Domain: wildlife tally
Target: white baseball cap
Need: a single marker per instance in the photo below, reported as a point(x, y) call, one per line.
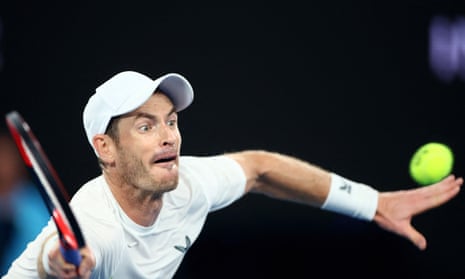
point(128, 90)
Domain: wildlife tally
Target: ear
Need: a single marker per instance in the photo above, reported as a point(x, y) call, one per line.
point(103, 144)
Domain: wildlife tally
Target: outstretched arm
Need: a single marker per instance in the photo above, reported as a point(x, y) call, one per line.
point(289, 178)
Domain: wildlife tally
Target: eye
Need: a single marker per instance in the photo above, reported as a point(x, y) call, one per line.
point(172, 122)
point(145, 128)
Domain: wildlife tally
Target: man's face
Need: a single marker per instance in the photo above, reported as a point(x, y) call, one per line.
point(147, 153)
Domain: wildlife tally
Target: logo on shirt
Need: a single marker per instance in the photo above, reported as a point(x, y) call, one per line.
point(183, 249)
point(346, 187)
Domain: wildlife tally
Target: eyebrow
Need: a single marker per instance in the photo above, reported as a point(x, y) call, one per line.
point(150, 116)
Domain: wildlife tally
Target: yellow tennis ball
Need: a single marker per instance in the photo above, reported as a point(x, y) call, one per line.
point(431, 162)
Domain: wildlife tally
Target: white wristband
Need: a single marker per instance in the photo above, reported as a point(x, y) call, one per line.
point(351, 198)
point(47, 248)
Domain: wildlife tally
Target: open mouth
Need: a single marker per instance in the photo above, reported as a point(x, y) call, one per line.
point(167, 159)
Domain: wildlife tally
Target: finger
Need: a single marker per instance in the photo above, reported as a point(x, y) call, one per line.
point(60, 267)
point(416, 237)
point(437, 194)
point(86, 267)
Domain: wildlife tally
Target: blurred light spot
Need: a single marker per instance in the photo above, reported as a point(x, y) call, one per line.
point(447, 48)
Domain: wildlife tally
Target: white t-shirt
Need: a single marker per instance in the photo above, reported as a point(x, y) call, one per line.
point(124, 249)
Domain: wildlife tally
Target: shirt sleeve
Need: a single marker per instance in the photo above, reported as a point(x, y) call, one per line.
point(221, 178)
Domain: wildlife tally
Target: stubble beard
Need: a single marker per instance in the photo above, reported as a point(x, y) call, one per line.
point(136, 174)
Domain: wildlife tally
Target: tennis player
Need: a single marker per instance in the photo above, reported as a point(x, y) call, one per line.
point(141, 215)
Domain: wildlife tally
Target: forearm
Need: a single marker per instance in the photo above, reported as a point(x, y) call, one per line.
point(290, 178)
point(284, 177)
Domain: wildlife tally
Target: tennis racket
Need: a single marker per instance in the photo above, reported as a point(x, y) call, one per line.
point(50, 186)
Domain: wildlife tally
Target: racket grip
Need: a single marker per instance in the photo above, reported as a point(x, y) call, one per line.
point(71, 255)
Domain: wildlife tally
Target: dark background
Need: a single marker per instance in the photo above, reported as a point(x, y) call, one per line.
point(346, 85)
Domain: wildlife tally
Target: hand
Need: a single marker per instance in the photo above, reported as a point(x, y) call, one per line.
point(64, 270)
point(396, 209)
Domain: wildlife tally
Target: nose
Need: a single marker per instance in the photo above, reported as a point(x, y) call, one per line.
point(168, 136)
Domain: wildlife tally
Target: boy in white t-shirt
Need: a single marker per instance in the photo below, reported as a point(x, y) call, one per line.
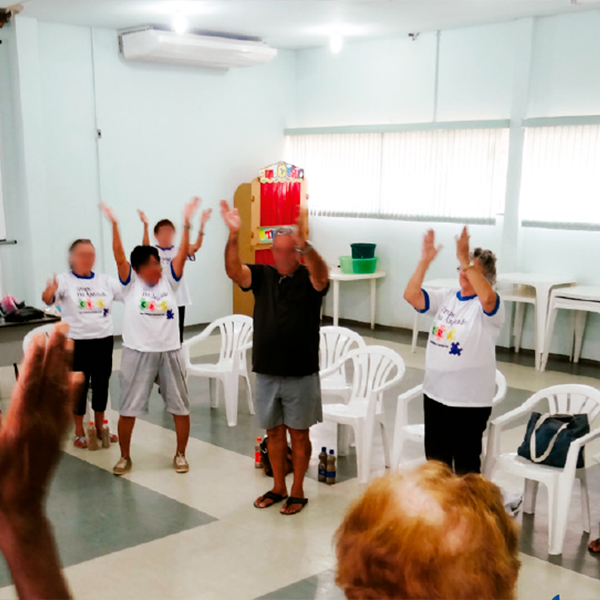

#### To be done:
Rewrite all of the data above, changing every "wildlife tally" to "sports photo survey" and keeping everything else the same. Leave the pictures out of your answer.

#### Answer to this problem:
Domain: sports photo survey
Target: white baseball cap
Need: a single marker per instance in the photo below, reported as a point(x, y) call, one per line.
point(128, 90)
Domain: sports photo survey
Target: ear
Need: a single marker per instance in the photo above, reported as a point(x, y) call, one per line.
point(103, 144)
Domain: sports photo survey
Target: outstretched arm
Need: a single marker per instance in the photo above, reported as a point(x, y) call, one per line.
point(289, 178)
Domain: sports photo survey
Target: eye
Need: a single marker per instance in the photo above, reported as a point(x, y) call, one per line.
point(172, 122)
point(145, 128)
Domain: sports photo survey
Target: man's face
Need: a single marker per instance in the photo above, reported as a point(x, y) call, one per line.
point(147, 153)
Domain: sports photo survey
Target: logo on shirt
Need: a single marker per instance in the photo above, reported as a point(x, y) call, one per line.
point(183, 249)
point(346, 187)
Domain: sports photo survey
Target: eyebrow
Need: a single marker per instance in the photo above, reported as a point(x, y) call, one per line.
point(150, 116)
Domain: sports photo survey
Target: yellow tennis ball
Need: a single marker per instance in the photo above, reported as a point(x, y) call, one per line.
point(431, 162)
Domain: sports photo survey
Target: white wristband
Need: a single marker per instance in the photo above, reported as a point(x, y) call, one per line.
point(351, 198)
point(47, 248)
Domain: sports photo survey
Target: open mouth
Need: a single marker per instance in the photo above, reported as a point(x, y) call, one per line.
point(167, 159)
Domain: sports photo survey
Target: finger
Need: a single marker per instance in the photo above, reported as a point(x, y) call, one per line.
point(60, 267)
point(416, 237)
point(437, 194)
point(86, 267)
Domain: sports photo survey
Target: blurred light spot
Need: a single marker per instance in the photo above, reported as a point(x, y) call, one per line.
point(447, 48)
Domain: sports photo survey
Target: white t-shirt
Need: a single marker per instance in the photo above, reported as a point(x, y) call, one per line.
point(124, 249)
Domain: sports photo survey
Target: shirt sleeve
Need: a single marker per instance in the photo above, reported as a point(x, y) call, one per line.
point(221, 178)
Domain: sports photo survey
Target: stubble beard
Need: a single marker per instance in the photo above, reported as a point(x, y) call, one per line.
point(136, 174)
Domain: sports photo survey
Target: tennis player
Need: a single marker per instance in the photo above, reported as a point(x, y) call, one per line.
point(141, 215)
Domain: sports photo survey
Target: forearm
Need: a single marker per instance in the photo above, reported as a point(x, y) call, one per line.
point(290, 178)
point(284, 177)
Domain: sports photo survey
Target: tennis racket
Need: a single marker per instance in the photo above, reported as a point(x, y) call, one per line.
point(50, 186)
Domain: sports photo survey
Target: racket grip
Need: a single marker per instance in the photo above, reported as a point(x, y) call, one per line.
point(71, 255)
Domain: sports photo survey
Target: dark background
Need: a single marker per instance in the photo above, reported as a point(x, y) call, one per line.
point(346, 85)
Domain: sports photo survey
Target: hand
Need: a single marker per instance in the photo above, reported as a point(x, y) call, one per line.
point(64, 270)
point(396, 209)
Domain: sports photo survey
Target: nose
Need: a single marker per instance in the photo above, reported as a point(x, y) call, one per line.
point(168, 136)
Domain: sports photo survey
Target: boy in white t-shirt
Need: a single marker per instance in the photo below, reported as a point(x, y) call, one per line.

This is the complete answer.